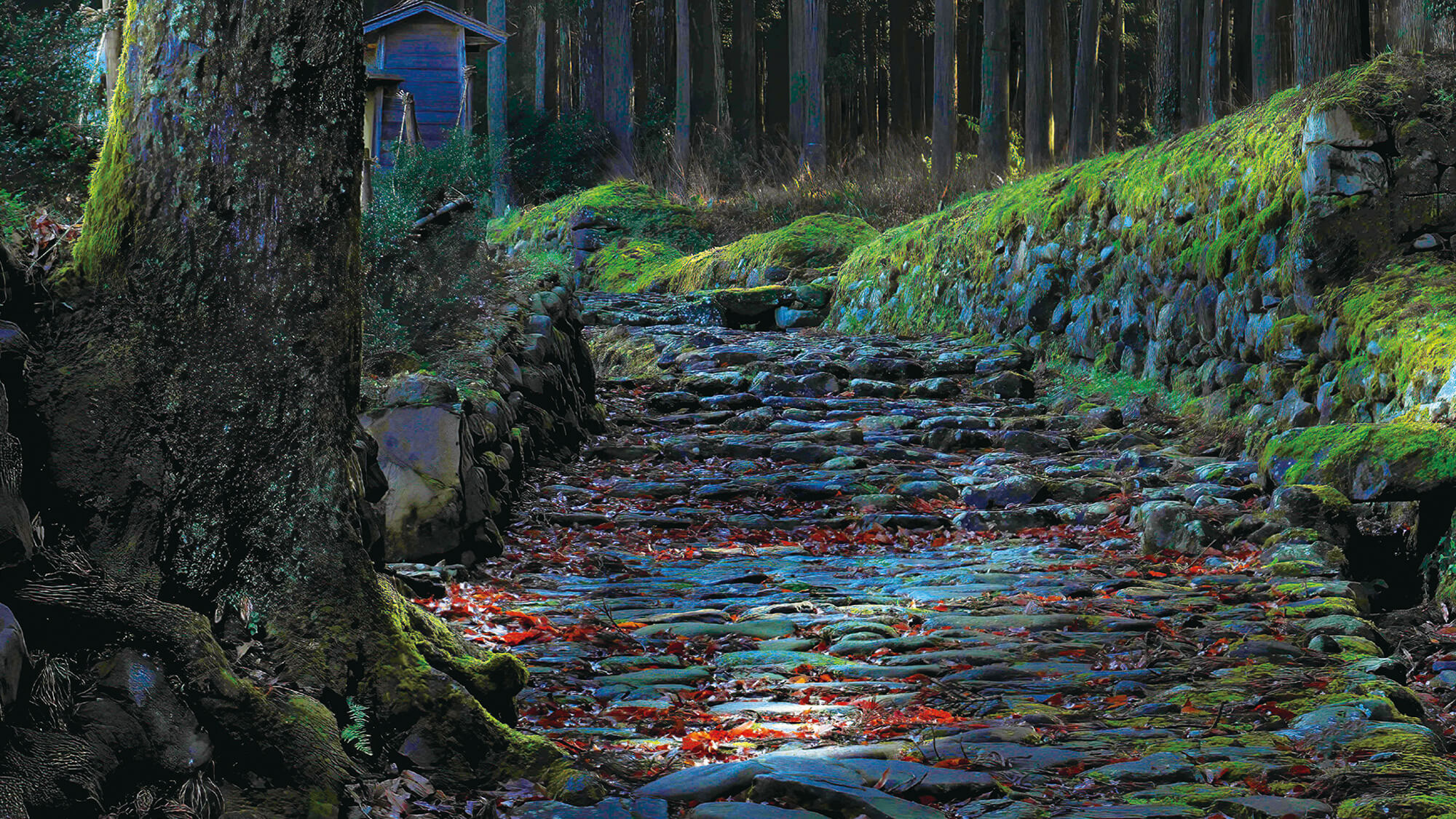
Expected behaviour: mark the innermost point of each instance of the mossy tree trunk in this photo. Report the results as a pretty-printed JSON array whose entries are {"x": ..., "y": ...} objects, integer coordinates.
[
  {"x": 1327, "y": 39},
  {"x": 200, "y": 408},
  {"x": 1084, "y": 100},
  {"x": 943, "y": 151},
  {"x": 1039, "y": 85},
  {"x": 995, "y": 143}
]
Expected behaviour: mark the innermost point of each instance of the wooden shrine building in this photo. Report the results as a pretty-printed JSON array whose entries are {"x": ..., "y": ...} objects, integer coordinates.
[{"x": 419, "y": 56}]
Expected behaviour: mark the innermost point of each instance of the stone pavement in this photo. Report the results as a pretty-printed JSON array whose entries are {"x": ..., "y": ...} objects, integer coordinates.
[{"x": 810, "y": 576}]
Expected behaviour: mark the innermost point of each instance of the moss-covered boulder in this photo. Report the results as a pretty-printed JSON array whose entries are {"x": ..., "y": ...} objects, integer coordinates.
[
  {"x": 800, "y": 251},
  {"x": 617, "y": 210},
  {"x": 1368, "y": 462}
]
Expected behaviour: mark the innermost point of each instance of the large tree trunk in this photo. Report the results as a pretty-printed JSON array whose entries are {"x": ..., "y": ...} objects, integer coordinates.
[
  {"x": 816, "y": 52},
  {"x": 901, "y": 65},
  {"x": 994, "y": 152},
  {"x": 746, "y": 74},
  {"x": 1167, "y": 108},
  {"x": 943, "y": 151},
  {"x": 1113, "y": 97},
  {"x": 684, "y": 111},
  {"x": 1192, "y": 49},
  {"x": 1212, "y": 62},
  {"x": 710, "y": 85},
  {"x": 1039, "y": 85},
  {"x": 1327, "y": 39},
  {"x": 1265, "y": 46},
  {"x": 618, "y": 84},
  {"x": 590, "y": 69},
  {"x": 496, "y": 100},
  {"x": 1061, "y": 78},
  {"x": 200, "y": 410},
  {"x": 1084, "y": 100}
]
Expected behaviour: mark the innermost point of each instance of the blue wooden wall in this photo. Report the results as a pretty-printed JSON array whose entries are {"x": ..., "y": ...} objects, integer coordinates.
[{"x": 427, "y": 53}]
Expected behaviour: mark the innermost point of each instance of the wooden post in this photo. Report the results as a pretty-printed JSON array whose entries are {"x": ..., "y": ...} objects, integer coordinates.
[{"x": 496, "y": 98}]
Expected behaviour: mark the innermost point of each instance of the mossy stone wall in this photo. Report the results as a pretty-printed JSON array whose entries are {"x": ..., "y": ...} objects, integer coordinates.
[{"x": 1292, "y": 258}]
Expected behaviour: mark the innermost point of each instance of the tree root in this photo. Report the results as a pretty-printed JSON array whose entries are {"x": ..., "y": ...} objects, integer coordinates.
[{"x": 440, "y": 707}]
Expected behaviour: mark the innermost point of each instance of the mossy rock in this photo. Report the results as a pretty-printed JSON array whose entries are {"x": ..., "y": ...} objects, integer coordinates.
[
  {"x": 628, "y": 207},
  {"x": 812, "y": 244},
  {"x": 1387, "y": 462}
]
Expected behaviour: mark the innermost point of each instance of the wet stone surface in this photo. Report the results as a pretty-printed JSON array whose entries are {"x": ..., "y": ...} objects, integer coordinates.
[{"x": 810, "y": 576}]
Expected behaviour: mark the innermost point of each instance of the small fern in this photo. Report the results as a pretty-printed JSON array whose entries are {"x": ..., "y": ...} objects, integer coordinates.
[{"x": 356, "y": 733}]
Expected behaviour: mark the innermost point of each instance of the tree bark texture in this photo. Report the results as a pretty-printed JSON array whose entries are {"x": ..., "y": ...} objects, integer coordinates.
[
  {"x": 1214, "y": 21},
  {"x": 901, "y": 66},
  {"x": 684, "y": 111},
  {"x": 1061, "y": 76},
  {"x": 1327, "y": 39},
  {"x": 500, "y": 135},
  {"x": 1190, "y": 46},
  {"x": 1084, "y": 100},
  {"x": 618, "y": 84},
  {"x": 1265, "y": 47},
  {"x": 816, "y": 52},
  {"x": 593, "y": 90},
  {"x": 995, "y": 143},
  {"x": 1167, "y": 104},
  {"x": 943, "y": 152},
  {"x": 202, "y": 408},
  {"x": 1039, "y": 85},
  {"x": 746, "y": 72},
  {"x": 710, "y": 84}
]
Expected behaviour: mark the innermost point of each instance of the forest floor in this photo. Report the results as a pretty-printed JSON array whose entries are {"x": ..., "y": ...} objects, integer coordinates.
[{"x": 813, "y": 576}]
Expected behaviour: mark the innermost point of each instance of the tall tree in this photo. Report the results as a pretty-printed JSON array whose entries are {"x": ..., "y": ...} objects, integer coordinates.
[
  {"x": 1168, "y": 107},
  {"x": 1084, "y": 100},
  {"x": 496, "y": 100},
  {"x": 1039, "y": 85},
  {"x": 995, "y": 146},
  {"x": 590, "y": 68},
  {"x": 746, "y": 72},
  {"x": 1327, "y": 39},
  {"x": 1190, "y": 46},
  {"x": 899, "y": 65},
  {"x": 618, "y": 82},
  {"x": 1061, "y": 76},
  {"x": 659, "y": 69},
  {"x": 710, "y": 82},
  {"x": 1113, "y": 98},
  {"x": 816, "y": 52},
  {"x": 1214, "y": 25},
  {"x": 943, "y": 139},
  {"x": 1265, "y": 47},
  {"x": 200, "y": 410},
  {"x": 684, "y": 119}
]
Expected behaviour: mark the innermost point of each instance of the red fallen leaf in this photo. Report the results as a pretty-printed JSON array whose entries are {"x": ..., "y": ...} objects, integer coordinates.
[{"x": 518, "y": 637}]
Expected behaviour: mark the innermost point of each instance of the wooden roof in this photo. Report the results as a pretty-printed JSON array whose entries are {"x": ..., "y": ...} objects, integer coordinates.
[{"x": 413, "y": 8}]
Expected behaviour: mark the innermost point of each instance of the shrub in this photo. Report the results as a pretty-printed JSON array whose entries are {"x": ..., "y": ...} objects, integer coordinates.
[
  {"x": 422, "y": 180},
  {"x": 555, "y": 157},
  {"x": 50, "y": 111}
]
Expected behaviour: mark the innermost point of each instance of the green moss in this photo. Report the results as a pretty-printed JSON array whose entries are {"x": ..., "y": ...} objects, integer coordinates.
[
  {"x": 815, "y": 242},
  {"x": 1420, "y": 455},
  {"x": 931, "y": 274},
  {"x": 634, "y": 209},
  {"x": 1407, "y": 312},
  {"x": 108, "y": 205}
]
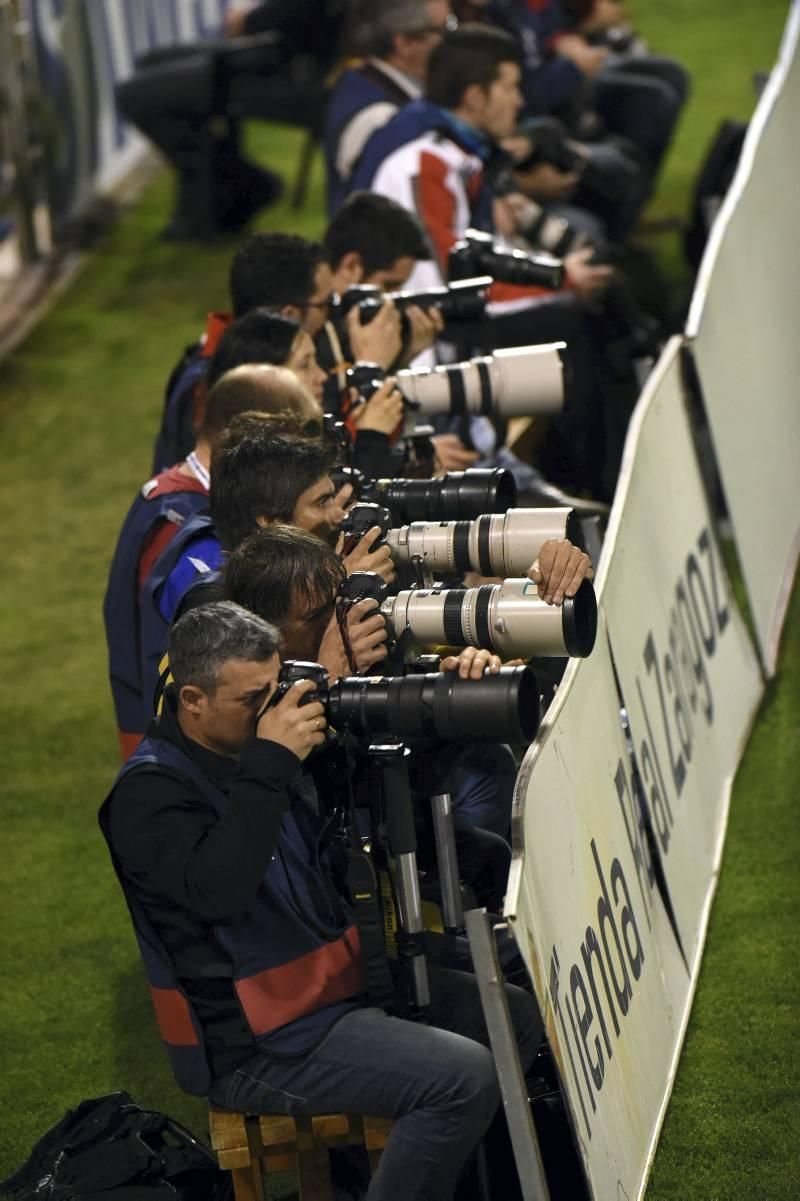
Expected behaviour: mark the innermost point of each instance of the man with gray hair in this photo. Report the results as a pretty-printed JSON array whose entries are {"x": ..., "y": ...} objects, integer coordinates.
[
  {"x": 236, "y": 889},
  {"x": 395, "y": 39}
]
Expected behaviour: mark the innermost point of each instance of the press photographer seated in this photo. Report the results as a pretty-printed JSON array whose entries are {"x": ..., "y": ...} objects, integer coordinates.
[
  {"x": 258, "y": 478},
  {"x": 248, "y": 934},
  {"x": 286, "y": 275},
  {"x": 262, "y": 336},
  {"x": 162, "y": 507}
]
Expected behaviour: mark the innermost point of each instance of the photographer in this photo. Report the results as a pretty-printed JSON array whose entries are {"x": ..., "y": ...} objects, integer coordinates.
[
  {"x": 286, "y": 275},
  {"x": 260, "y": 476},
  {"x": 433, "y": 159},
  {"x": 291, "y": 580},
  {"x": 163, "y": 505},
  {"x": 395, "y": 40},
  {"x": 248, "y": 936},
  {"x": 263, "y": 336}
]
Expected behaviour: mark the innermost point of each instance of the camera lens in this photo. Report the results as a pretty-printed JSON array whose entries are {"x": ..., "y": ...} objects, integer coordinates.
[
  {"x": 500, "y": 706},
  {"x": 494, "y": 544},
  {"x": 515, "y": 382},
  {"x": 457, "y": 496},
  {"x": 506, "y": 617}
]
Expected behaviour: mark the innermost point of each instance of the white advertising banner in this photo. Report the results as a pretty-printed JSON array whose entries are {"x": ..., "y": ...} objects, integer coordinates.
[
  {"x": 744, "y": 330},
  {"x": 595, "y": 933},
  {"x": 687, "y": 671},
  {"x": 619, "y": 835}
]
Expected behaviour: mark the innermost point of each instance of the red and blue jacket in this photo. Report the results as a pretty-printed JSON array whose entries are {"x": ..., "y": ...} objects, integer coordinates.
[
  {"x": 551, "y": 83},
  {"x": 293, "y": 971},
  {"x": 163, "y": 506},
  {"x": 185, "y": 395}
]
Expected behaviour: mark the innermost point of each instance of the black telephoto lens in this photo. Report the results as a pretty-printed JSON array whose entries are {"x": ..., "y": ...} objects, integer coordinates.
[
  {"x": 457, "y": 496},
  {"x": 500, "y": 707}
]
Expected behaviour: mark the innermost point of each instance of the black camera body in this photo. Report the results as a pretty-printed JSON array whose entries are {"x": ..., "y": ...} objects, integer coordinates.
[
  {"x": 299, "y": 669},
  {"x": 362, "y": 518},
  {"x": 335, "y": 435},
  {"x": 500, "y": 706},
  {"x": 461, "y": 302},
  {"x": 479, "y": 252},
  {"x": 362, "y": 586}
]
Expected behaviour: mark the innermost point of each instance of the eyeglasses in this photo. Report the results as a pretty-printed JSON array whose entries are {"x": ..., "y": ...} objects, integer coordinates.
[
  {"x": 315, "y": 304},
  {"x": 440, "y": 30}
]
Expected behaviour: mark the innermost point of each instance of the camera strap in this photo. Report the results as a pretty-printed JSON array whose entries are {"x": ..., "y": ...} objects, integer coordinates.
[
  {"x": 363, "y": 888},
  {"x": 342, "y": 609}
]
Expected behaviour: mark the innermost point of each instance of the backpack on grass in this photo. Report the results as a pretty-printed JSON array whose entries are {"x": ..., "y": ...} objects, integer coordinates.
[{"x": 109, "y": 1148}]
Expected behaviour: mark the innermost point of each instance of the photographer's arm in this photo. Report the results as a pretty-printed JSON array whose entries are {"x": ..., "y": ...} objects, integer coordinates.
[
  {"x": 560, "y": 569},
  {"x": 174, "y": 844},
  {"x": 366, "y": 633}
]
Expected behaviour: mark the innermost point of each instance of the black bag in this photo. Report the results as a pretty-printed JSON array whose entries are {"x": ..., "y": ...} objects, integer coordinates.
[
  {"x": 111, "y": 1149},
  {"x": 712, "y": 183}
]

-- -- --

## PROBLEM
Copy the entries above word for word, from the line containing "of the backpack" down to the end of the entries.

## COMPLETE RESPONSE
Expected behaviour: mark the innermost point of each instance of the backpack on grass in this photo. Report the results as a pretty-printed JSON array whose entries are {"x": ..., "y": ...} objects, integer coordinates.
[{"x": 109, "y": 1148}]
Expected behaviour: mark the innermost point of each instance of the photographer's arm in this photo. Report the results as a pretty-printed JSON array whose entries are {"x": ..., "y": ...} objects, integer coordinates.
[
  {"x": 560, "y": 569},
  {"x": 174, "y": 844},
  {"x": 366, "y": 633}
]
Expected behaviour: mark the innermost point of each instance of the black bag in this photo. Report the results as a pretty-printed JSON array whose entries are {"x": ..., "y": ...} objects, integer coordinates.
[
  {"x": 111, "y": 1149},
  {"x": 712, "y": 183}
]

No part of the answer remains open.